***** Artikel
Teologi Kidung Jemaat

Dalam menafsir Alkitab, eksegese adalah hal yang sangat penting. Jika anda ingin menafsir ayat tertentu, maka anda harus menggali konteks dari ayat tersebut. Anda harus memeriksa bahasanya, budaya, latar belakang munculnya ayat tersebut, dan sebagainya. Hal-hal ini yang penting dilakukan agar kita bisa tahu ayat tersebut menceritakan tentang apa. Jika hal-hal tersebut diabaikan, maka eisegese-lah yang terjadi, atau tafsiran anda keluar dari konteks ayat tersebut.

Demikian juga halnya dengan Menyanyikan Kidung Jemaat (KJ) untuk lagu jemaat. Harus dieksegesis terlebih dahulu lagu KJ yang ingin dinyanyikan. Eksegese KJ disini terkait apa biramanya, bagaimana bunyi nada, tanda lagu dan lain sebagainya agar dapat menyanyikan lagu KJ tersebut dengan benar. Kalau kita tidak memperhatikan hal-hal tersebut, maka eisegeselah yang terjadi atau anda akan memainkan lagu tersebut diluar konteks aslinya, pada hal lagu tersebut untuk dinyanyian jemaat. Kalau untuk nyanyian jemaat, ukurannya adalah perintah musik yang tertulis di lagu KJ yang kita pilih (baik, birama, tempo, not, tanda lagu, nada dasar, dll). Kecuali lagu tersebut ingin dinyanyikan secara solo, duet, trio, grup maupun choir, dan lain sebagaianya yang bukan nyanyian jemaat, silahkan anda aransemen dan dinyanyikan sesuai selera masing-masing.
**********
***** Cuplikan Data
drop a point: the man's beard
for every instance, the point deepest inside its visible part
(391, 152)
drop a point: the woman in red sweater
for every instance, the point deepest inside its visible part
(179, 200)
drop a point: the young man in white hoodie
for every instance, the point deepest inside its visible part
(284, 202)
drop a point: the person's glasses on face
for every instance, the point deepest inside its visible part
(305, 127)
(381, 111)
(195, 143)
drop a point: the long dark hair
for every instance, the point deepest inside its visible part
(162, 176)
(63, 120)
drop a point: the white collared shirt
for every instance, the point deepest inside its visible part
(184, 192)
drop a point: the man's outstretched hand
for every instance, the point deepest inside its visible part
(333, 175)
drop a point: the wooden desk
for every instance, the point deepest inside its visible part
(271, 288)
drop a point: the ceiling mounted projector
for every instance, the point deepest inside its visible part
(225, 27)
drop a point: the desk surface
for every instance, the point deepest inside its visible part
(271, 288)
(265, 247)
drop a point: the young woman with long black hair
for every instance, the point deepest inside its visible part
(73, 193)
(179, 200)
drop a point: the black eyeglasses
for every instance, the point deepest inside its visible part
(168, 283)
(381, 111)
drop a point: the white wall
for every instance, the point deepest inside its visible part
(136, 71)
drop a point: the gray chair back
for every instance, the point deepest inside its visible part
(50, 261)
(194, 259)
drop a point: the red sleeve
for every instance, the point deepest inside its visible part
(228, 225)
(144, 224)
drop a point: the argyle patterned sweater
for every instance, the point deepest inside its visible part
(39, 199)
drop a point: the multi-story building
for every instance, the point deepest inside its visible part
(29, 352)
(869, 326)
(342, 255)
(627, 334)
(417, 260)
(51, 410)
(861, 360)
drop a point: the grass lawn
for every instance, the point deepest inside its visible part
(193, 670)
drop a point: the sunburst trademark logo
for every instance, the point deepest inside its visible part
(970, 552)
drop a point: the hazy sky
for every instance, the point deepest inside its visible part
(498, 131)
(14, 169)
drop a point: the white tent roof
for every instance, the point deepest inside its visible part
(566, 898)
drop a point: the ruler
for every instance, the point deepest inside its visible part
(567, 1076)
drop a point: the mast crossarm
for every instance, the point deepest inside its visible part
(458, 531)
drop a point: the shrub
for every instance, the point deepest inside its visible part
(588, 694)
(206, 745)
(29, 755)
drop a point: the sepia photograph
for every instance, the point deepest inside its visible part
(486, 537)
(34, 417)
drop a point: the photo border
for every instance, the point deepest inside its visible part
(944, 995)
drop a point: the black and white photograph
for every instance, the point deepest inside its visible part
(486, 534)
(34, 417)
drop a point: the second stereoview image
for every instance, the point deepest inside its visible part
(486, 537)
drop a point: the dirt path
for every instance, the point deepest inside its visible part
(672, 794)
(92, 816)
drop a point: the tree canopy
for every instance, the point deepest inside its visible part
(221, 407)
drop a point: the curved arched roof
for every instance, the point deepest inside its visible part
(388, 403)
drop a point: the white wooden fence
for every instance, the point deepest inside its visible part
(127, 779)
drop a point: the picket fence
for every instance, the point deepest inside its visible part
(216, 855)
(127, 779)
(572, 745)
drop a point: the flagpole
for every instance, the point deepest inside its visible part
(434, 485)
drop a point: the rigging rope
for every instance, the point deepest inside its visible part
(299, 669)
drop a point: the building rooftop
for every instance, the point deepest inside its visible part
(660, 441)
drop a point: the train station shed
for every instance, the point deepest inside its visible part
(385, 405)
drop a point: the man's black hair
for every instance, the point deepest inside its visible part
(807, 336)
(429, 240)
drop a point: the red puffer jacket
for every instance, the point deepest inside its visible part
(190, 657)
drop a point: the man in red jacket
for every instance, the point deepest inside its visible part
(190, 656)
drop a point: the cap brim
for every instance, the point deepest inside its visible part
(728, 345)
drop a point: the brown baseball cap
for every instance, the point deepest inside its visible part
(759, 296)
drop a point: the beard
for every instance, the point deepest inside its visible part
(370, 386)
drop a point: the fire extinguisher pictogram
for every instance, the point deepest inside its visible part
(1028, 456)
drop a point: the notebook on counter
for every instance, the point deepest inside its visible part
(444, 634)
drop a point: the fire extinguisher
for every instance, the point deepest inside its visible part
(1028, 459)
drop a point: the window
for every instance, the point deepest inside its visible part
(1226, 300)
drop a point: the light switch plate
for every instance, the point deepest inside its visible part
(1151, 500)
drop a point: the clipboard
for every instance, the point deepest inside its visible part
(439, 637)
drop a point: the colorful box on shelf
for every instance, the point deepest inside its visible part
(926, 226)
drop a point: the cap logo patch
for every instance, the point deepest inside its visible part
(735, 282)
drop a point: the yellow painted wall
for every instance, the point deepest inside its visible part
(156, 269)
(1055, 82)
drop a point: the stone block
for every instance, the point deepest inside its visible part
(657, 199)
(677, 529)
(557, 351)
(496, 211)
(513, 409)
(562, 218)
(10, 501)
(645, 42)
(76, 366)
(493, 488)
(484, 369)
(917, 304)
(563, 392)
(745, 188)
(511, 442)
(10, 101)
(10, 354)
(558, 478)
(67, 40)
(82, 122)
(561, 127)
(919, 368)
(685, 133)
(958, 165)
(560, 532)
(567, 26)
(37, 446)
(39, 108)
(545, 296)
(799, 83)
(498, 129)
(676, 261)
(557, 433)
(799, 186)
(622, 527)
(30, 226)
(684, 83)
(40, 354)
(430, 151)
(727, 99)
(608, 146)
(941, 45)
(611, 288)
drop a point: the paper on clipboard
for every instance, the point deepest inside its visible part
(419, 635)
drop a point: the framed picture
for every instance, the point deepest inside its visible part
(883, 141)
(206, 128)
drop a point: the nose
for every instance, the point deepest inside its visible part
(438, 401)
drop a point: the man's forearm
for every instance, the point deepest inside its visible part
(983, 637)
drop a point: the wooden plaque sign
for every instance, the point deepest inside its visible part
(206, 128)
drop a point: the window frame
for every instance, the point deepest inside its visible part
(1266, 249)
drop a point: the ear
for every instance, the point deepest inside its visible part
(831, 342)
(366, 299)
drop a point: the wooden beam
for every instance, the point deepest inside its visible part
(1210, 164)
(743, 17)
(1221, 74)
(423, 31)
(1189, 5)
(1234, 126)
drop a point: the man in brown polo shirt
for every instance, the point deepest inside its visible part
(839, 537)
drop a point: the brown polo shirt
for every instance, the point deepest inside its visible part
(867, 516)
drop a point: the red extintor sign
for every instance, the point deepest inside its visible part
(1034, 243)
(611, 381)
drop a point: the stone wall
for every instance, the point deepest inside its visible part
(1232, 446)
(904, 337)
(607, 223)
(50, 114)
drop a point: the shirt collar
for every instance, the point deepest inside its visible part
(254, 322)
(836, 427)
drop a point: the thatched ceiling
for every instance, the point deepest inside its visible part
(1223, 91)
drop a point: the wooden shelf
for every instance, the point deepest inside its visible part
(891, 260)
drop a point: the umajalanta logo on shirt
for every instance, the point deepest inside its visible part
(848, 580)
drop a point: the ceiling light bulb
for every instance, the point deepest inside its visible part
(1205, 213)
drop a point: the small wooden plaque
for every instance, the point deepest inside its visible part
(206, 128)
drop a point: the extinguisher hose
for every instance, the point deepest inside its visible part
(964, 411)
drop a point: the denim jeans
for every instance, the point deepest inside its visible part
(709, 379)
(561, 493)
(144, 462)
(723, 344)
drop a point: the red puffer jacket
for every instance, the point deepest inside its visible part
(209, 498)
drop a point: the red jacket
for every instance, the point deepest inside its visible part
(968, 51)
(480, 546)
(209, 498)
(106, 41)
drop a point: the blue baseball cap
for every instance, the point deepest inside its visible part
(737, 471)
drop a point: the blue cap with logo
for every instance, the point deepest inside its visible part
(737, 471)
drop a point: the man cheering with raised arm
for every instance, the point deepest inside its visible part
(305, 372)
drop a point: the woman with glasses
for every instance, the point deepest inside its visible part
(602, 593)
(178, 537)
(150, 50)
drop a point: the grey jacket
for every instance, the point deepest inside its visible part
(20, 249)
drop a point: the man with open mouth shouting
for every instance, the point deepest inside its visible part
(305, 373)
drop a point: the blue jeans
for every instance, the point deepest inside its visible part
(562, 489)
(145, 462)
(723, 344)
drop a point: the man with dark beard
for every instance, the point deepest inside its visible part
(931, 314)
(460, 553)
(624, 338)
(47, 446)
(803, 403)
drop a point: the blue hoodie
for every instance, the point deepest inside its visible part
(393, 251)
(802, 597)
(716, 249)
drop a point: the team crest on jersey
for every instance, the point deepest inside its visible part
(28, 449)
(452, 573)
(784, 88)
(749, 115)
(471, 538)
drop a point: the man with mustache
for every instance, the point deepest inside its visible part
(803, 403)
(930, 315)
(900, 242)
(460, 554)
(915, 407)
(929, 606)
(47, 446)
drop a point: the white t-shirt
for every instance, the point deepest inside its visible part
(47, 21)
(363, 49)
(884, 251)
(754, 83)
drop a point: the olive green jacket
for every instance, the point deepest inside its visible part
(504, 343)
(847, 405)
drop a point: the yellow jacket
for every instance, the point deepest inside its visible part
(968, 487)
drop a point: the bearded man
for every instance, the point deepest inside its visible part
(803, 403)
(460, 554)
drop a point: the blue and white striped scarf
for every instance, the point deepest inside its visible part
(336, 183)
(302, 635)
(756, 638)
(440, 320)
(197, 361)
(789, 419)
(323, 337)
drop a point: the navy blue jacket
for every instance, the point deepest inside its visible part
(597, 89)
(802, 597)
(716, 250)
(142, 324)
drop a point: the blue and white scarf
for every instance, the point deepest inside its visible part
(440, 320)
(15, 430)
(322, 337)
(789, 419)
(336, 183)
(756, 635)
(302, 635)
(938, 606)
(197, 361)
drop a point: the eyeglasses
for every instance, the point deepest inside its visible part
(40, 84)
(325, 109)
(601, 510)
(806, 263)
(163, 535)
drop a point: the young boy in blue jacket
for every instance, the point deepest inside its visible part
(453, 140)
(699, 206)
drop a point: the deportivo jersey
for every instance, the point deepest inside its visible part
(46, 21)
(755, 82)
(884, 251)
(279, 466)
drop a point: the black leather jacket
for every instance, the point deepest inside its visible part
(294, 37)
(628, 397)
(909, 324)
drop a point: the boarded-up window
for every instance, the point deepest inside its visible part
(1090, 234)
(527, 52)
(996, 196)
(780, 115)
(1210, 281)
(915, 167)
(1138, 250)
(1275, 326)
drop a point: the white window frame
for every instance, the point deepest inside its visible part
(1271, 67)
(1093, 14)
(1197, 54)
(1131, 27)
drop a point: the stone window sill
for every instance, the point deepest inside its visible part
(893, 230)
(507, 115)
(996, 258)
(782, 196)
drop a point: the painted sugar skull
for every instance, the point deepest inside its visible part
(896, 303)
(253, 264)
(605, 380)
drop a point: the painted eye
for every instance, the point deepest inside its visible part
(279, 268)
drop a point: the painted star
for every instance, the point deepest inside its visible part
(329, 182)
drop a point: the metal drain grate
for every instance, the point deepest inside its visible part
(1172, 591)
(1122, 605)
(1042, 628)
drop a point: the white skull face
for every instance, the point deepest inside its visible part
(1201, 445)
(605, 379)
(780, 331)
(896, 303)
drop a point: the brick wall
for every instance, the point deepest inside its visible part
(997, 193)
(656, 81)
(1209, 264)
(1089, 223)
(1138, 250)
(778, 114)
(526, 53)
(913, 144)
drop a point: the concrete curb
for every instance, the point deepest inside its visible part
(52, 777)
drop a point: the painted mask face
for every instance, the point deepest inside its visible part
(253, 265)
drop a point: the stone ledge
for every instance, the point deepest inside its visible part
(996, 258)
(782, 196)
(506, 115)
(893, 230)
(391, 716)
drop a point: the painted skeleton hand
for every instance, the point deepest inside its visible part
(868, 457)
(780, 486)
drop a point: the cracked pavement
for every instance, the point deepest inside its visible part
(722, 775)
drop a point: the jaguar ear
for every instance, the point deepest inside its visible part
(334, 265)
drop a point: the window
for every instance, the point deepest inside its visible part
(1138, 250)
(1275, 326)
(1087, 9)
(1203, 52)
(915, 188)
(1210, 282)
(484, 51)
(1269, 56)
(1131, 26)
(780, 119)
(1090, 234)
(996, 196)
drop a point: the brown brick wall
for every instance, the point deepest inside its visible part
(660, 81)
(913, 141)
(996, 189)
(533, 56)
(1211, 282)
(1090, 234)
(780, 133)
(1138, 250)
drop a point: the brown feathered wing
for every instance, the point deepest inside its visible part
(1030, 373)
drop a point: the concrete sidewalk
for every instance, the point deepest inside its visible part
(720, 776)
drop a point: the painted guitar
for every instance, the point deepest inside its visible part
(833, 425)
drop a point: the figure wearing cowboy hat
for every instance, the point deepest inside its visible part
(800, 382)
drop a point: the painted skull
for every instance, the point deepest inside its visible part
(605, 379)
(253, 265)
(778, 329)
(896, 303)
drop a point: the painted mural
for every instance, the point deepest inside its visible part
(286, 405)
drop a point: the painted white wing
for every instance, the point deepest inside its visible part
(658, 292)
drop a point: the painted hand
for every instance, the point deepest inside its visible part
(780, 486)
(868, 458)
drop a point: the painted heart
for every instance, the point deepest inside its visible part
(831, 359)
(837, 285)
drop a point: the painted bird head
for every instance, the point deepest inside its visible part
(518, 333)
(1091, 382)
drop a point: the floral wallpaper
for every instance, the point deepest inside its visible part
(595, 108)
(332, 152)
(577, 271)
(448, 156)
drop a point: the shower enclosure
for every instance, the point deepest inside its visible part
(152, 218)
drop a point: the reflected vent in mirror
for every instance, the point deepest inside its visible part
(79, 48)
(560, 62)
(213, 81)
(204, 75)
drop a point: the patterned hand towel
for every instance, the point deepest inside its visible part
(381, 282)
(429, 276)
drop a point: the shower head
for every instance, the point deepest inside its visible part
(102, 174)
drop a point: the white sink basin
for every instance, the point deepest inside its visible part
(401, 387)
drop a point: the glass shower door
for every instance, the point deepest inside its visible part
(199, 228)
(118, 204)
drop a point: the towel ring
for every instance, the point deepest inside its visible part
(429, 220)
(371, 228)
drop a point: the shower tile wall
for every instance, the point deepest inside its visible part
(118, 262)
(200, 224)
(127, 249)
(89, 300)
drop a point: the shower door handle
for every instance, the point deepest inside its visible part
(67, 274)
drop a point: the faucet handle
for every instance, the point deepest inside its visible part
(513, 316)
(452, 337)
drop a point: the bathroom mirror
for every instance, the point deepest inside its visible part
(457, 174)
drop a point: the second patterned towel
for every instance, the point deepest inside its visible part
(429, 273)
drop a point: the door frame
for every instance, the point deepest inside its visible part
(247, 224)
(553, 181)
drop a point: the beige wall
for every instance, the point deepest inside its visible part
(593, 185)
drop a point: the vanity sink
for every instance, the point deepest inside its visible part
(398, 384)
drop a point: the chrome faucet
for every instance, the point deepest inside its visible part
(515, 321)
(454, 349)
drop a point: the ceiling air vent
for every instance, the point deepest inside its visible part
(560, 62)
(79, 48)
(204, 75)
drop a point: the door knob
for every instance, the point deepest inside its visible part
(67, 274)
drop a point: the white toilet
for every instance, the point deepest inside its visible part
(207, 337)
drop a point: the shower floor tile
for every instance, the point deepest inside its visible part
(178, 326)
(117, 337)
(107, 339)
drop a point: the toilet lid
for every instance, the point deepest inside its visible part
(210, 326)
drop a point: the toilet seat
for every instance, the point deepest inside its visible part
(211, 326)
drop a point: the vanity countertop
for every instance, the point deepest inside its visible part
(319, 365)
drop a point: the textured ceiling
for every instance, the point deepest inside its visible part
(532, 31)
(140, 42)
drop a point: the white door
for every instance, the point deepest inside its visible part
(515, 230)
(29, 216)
**********
Petunjuk Latihan:
Salin tanpa perubahan bagian artikel tentang Kidung Jemaat di atas, mulai dari "Dalam menafsir Alkitab, eksegese" dan terus hingga "konteks ayat tersebut.".

Kunci Jawaban:
Dalam menafsir Alkitab, eksegese adalah hal yang sangat penting. Jika anda ingin menafsir ayat tertentu, maka anda harus menggali konteks dari ayat tersebut. Anda harus memeriksa bahasanya, budaya, latar belakang munculnya ayat tersebut, dan sebagainya. Hal-hal ini yang penting dilakukan agar kita bisa tahu ayat tersebut menceritakan tentang apa. Jika hal-hal tersebut diabaikan, maka eisegese-lah yang terjadi, atau tafsiran anda keluar dari konteks ayat tersebut.